- Excerpt provided
◆ ◆ ◆ ◆ ◆

A Bird’s Eye View is Stranger than We Can Imagine

Have you ever wondered how migrating birds find their way home over thousands of miles? It turns out that vision plays a huge role BUT old and new discoveries show that the view from a bird’s eye may be stranger than we can imagine.

If you were a fan of Star Trek: The Next Generation (or have seen the reruns), you may recall the character Geordi LaForge, who was blind. Geordi wore a special cybernetic visor that in his words, allowed him to “see much of the electromagnetic spectrum ranging from heat and infrared through radio waves, et cetera, et cetera, et cetera.”

During the occasional moments when viewers saw what Geordi “saw”, the image was barely recognizable. Here’s an example, in case you haven’t seen the show.

This image features another character from the series, Lt. Commander Data. The left side is what Data really looked like. The right side, where the character is in a slightly different pose, is how Geordi “saw” Data.

What does this have to do with what a bird’s eye sees? I’m about to tell you.

A Bird’s Eye View Is Weird, Part 1

Migrating birds, including passerines and many sea and shore birds, can see a lot that humans and other mammals just aren’t equipped to perceive. For starters, they not only have much sharper vision than us mammals, they can also see ultraviolet (UV) light.

It turns out that a lot of birds have markings that are especially prominent in UV light.

These photos of a red winged parrot illustrate what I mean.

◆ ◆ ◆ ◆ ◆

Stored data

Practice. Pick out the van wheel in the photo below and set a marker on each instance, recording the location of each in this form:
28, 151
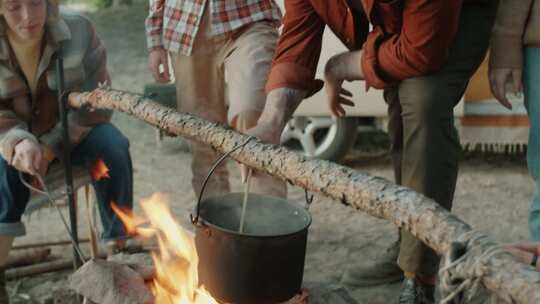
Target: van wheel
327, 138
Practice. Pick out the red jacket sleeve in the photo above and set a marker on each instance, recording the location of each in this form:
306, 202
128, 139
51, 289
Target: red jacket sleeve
422, 46
299, 48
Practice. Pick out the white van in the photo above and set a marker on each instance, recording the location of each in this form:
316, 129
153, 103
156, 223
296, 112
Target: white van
480, 119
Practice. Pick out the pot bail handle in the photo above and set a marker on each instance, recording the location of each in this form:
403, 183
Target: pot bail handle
195, 219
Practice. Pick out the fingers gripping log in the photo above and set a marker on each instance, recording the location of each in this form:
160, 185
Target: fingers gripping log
376, 196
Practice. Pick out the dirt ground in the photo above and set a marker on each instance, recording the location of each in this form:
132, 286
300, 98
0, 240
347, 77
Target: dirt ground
493, 193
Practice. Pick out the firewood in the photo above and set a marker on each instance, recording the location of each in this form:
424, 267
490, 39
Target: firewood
46, 244
424, 218
27, 257
20, 272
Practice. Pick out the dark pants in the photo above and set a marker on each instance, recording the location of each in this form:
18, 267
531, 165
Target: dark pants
104, 142
425, 143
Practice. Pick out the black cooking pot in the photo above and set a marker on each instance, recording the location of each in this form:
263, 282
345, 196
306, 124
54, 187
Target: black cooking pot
262, 265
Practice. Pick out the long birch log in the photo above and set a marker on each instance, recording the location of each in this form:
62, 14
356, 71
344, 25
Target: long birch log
425, 219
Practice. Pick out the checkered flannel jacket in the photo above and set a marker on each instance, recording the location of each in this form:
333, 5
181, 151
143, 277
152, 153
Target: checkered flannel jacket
173, 24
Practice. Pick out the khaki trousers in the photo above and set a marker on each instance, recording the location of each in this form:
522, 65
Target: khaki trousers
223, 81
425, 143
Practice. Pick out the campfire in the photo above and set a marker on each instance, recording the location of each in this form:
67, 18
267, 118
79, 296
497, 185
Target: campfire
176, 280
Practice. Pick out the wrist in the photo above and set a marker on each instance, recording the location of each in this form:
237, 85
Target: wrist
345, 66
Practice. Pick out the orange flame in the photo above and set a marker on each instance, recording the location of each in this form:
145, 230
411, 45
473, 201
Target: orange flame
177, 280
99, 170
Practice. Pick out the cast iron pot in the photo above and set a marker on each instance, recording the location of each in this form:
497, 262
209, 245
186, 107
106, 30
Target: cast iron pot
262, 265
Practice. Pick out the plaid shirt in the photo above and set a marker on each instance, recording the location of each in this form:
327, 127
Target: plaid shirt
173, 24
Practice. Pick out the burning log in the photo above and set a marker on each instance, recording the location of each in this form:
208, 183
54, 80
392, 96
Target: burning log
435, 226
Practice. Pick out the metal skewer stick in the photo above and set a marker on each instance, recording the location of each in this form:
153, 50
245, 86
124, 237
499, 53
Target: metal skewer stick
66, 156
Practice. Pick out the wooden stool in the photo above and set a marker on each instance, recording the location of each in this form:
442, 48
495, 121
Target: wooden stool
57, 188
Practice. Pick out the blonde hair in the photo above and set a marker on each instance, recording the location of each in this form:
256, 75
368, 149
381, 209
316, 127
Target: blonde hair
53, 12
53, 9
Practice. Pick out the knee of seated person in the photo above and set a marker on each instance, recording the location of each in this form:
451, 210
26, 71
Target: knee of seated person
427, 102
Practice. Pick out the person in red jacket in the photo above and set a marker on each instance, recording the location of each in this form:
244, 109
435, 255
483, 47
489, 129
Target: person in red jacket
422, 53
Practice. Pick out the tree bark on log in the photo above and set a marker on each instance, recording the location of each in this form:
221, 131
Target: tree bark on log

◆ ◆ ◆ ◆ ◆

Copy out the bird vision article from "This image features" down to "to tell you.", and change "pose" to "stance".

- Response to the task
This image features another character from the series, Lt. Commander Data. The left side is what Data really looked like. The right side, where the character is in a slightly different stance, is how Geordi “saw” Data.

What does this have to do with what a bird’s eye sees? I’m about to tell you.